▶ _Provided text_
But the questions I've been asking are all good stupid questions.
"Why don't I feel like going anywhere?"
"Why don't I feel like doing anything?"
"Why don't I return phone calls?"
"What should I have for dinner?"
"Why can't I fall asleep?"
And my personal favorite really stupid, really good question, "What am I doing here?"




Thursday, September 6, 2012

Magic Carpets


Dad wasn’t one for magic, mysticism, or anything even approaching the paranormal. Dad was logical. Dad was practical (most of the time). Dad accepted anything he could put together with his left brain and a few tools. Having said that, it is also true that Dad had a wild, vivid, crazy imagination. When he gave himself permission, Dad's creative juices were amazing. I've often wondered what his life would have been like if he had really tapped into his right brain and expressed its full potential.

Late this afternoon I went outside briefly to check on the whereabouts of Uma, my black English cocker spaniel. I stood in the empty carport, the air warm and still, the cool concrete beneath my bare feet. And suddenly, for no apparent reason, I was instantly eight years old, in our garage in Redondo Beach, standing barefoot on the cool concrete, amid Dad’s workbenches and tools (yes, even those orange-handled files and chisels), labeled bins, and piles of wood scraps. The memory hit me like I was living it for the first time, eyeing Dad’s wood scraps, visually selecting just the right ones for my latest great idea—my very own, personal, amazing, fully magical, “magic carpet”……made out of wood and nails.

In my head, my eight year old self is gathering together the hammer, the nails, the wood, the four wheels, hammering together the wood pieces, placing the wheels just so…….and then Dad walks into the garage.

Data lines
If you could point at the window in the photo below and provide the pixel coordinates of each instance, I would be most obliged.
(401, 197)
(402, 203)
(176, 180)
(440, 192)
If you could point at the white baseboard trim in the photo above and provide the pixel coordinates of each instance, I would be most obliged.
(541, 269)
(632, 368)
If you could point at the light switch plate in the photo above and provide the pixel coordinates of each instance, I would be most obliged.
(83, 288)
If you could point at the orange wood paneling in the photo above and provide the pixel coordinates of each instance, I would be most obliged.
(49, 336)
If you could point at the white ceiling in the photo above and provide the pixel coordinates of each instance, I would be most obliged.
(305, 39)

▶ _To-do list_
- a) Reproduce the stretch of the magic-carpet post from "Magic Carpets" through "its full potential.".
- b) Proceed with the magic-carpet post, picking up right after its final sentence.
The listing was drawn from a source separate from the magic-carpet post.

▶ _Outputs for the tasks_
- a)
Magic Carpets


Dad wasn’t one for magic, mysticism, or anything even approaching the paranormal. Dad was logical. Dad was practical (most of the time). Dad accepted anything he could put together with his left brain and a few tools. Having said that, it is also true that Dad had a wild, vivid, crazy imagination. When he gave himself permission, Dad's creative juices were amazing. I've often wondered what his life would have been like if he had really tapped into his right brain and expressed its full potential.

- b)
“WHAT….are you doing?” he asks, baffled, perhaps dreading my answer a bit.

“Making a magic carpet.” I answer matter-of-factly, with complete conviction.

Dad snickers. “A what?!”

“A magic carpet.”

There are so many things Dad could have said at this point—“That’s ridiculous!” “You’re wasting my nails and wood!” “Clean this up and go do something else!” “What makes you think you can make a magic carpet?!”

But Dad is Dad. Instead of commenting, he asks. “Well......where are you gonna fly?”

“Ancient Egypt.”

And Dad simply laughed that soft laugh of his, then turned and left me alone with my project.

At that point I was back in my carport again, just standing there, looking out at the sunlit garden from the cool concrete. Just standing there, still feeling the eight year old inside me, fighting off the 59 year old. Wishing I could stay the eight year old. 

If I had a magic carpet, could I go back?

Thursday, May 10, 2012

This is what friends are for....




12:30am. I call one of my best friends.
I’m having a moment. Again.
Sneaked up on me. Again.
Everything going along just fine and then, Pow! Some image of my dad pops into my head and it feels sooooo real, and then I realize that that’s as real as it will ever be…..ever!  My insides want to cough themselves up and onto the floor, My eyeballs glaze over and spew tears down my cheeks.  Geez I hate those sneaky-ass moments.

Thank goodness she answers. Thank goodness she listens. I tell her how I miss Dad, how most of me feels dead inside, how I can’t find my spark, how I’ve lost any motivation to accomplish anything, do anything, write anything, and on, and on, and on. As I’m talking I’m thinking I must sound like a broken record to her because this is not the first time I’ve called her in the middle of the night when I was having “a moment.”
“I’m so frustrated,” I tell her.
“I want to feel like myself again,” I say to her.
“I want to get excited about something,” I complain. 
“I used to be excited about things. Why can’t I get excited about anything?” I ask rhetorically.

I finally stop talking, not because I have nothing more to say, but because I've worked myself into such a mad frenzy of emotion that my vocal cords can't keep up with my brain.
And she says calmly and oh so logically, ever so reasonably, “Yes honey, of course you feel those things. Your dad just died.”
To which I defensively respond by pointing out a significant detail that she has CLEARLY overlooked and/or forgotten, 
“BUT THAT WAS TWO WEEKS AGO!”

She laughs.
No, I mean..........She really laughs.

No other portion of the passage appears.